The Commonwealth Court correctly concluded that the CAT Fund is not liable for nurses as health care providers in their own right under the Health Care Services Malpractice Act. Nurse DiRienzo is not a health care provider entitled to participate in the CAT Fund distinct from and in addition to her employer. Therefore, the CAT Fund is only responsible for providing coverage up to a maximum of $1,000,000 for Nurse DiRienzo by virtue of her status as a hospital employee and is not responsible for providing coverage for Nurse DiRienzo by virtue of her status as a nurse.
NIX, C.J., and FLAHERTY and CAPPY, JJ., join in this Joining and Concurring Opinion.. Section 1301.103 only excepts nurses, as hospital employee’s, from the Act’s definition of health care provider with respect to § 1301.701(a).
. 40 Pa.C.S.A. § 1301.701(a)
(l)(i) A health care provider ... shall insure or self-insure his professional liability in the amount of $100,000 per occurrence and $300,-000 per annual aggregate, ... hereinafter known as "basic coverage insurance” and they shall be entitled to participate in the fund.
. 40 Pa.C.S.A. § 1301.701(e)
(1) The fund shall be funded by the levying of an annual surcharge on or after January 1 of every year on all health care providers entitled to participate in the fund.
. 31 Pa.Code § 242.17. Compliance.
(b) A health care provider failing to pay the surcharge ... will not be covered by the Fund in the event of loss.
(c) A health care provider failing to procure increased basic coverage insurance limits under section 701(a) of the act ... and pay the surcharge thereon will not be covered by the Fund in the event of loss.
(d) The Fund will be relieved of its responsibility in the following case:
(1) The fund will be relieved of its responsibility to a health care provider to defend and indemnify a claim ... if, at the time of the occurrence, the health care provider fails to maintain basic coverage insurance in compliance with the act and this chapter.
. 40 Pa.C.S.A. § 1301.701(1)
The failure of any health care provider to comply with any of the provisions of this section or any of the rules and regulations issued by the director shall result in the suspension or revocation of the health care provider’s license by the licensure board.
. Certified nurse-midwives are nurses who have been further educated at a school of midwifery and subsequently certified by the American College of Nurse-Midwives.
. The Commonwealth Court did not address this issue. American Casualty Co. v. PHICO Insurance Co., 145 Pa.Commw. 184, 199 n. 6, 602 A.2d 904, 911 n. 6 (1992).

[Dataset entries]

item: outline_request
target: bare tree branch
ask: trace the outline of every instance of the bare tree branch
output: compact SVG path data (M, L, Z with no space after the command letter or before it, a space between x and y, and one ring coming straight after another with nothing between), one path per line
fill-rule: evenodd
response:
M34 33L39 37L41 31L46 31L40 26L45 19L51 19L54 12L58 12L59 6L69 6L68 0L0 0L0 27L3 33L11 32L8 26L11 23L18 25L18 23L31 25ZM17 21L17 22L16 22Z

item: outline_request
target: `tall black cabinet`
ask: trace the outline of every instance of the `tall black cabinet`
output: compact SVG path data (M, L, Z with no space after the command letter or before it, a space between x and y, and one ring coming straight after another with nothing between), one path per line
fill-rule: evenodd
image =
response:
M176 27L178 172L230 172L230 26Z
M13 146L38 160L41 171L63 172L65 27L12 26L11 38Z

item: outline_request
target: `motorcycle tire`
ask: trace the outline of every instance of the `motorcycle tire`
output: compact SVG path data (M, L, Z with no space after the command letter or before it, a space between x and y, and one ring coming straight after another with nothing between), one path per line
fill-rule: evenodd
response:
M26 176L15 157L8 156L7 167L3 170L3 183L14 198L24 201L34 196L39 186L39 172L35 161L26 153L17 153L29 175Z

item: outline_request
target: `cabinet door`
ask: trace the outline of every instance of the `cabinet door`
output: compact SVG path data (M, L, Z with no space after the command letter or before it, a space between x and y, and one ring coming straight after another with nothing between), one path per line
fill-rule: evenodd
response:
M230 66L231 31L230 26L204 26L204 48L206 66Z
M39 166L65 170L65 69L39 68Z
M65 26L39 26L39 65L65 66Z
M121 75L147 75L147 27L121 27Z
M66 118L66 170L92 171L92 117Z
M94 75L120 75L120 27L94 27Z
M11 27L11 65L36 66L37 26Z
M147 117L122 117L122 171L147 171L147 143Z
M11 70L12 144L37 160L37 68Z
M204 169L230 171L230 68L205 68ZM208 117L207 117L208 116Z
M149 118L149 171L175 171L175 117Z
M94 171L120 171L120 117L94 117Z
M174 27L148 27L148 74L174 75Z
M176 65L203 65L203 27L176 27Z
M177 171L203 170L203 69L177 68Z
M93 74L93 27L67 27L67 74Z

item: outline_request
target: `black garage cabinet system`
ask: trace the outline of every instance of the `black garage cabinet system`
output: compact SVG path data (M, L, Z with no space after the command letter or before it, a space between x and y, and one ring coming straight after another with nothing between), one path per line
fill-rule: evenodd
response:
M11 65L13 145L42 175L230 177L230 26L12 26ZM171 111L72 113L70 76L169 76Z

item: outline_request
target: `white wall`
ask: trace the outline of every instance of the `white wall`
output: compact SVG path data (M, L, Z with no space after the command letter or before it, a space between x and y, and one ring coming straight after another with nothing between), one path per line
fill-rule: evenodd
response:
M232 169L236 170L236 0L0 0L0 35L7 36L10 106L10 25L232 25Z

- _WORK ITEM A_
In the court opinion excerpt, what is the maximum amount of coverage the CAT Fund must provide for Nurse DiRienzo?
- _WORK ITEM B_
Extract a passage from the court opinion excerpt. Begin at the words "NIX, C.J., and" and stop after the words "Pa.Code § 242.17. Compliance.".
Rely only on the court opinion excerpt.

- _EXPECTED OUTPUT A_
Up to $1,000,000, by virtue of her status as a hospital employee.

- _EXPECTED OUTPUT B_
NIX, C.J., and FLAHERTY and CAPPY, JJ., join in this Joining and Concurring Opinion.. Section 1301.103 only excepts nurses, as hospital employee’s, from the Act’s definition of health care provider with respect to § 1301.701(a).
. 40 Pa.C.S.A. § 1301.701(a)
(l)(i) A health care provider ... shall insure or self-insure his professional liability in the amount of $100,000 per occurrence and $300,-000 per annual aggregate, ... hereinafter known as "basic coverage insurance” and they shall be entitled to participate in the fund.
. 40 Pa.C.S.A. § 1301.701(e)
(1) The fund shall be funded by the levying of an annual surcharge on or after January 1 of every year on all health care providers entitled to participate in the fund.
. 31 Pa.Code § 242.17. Compliance.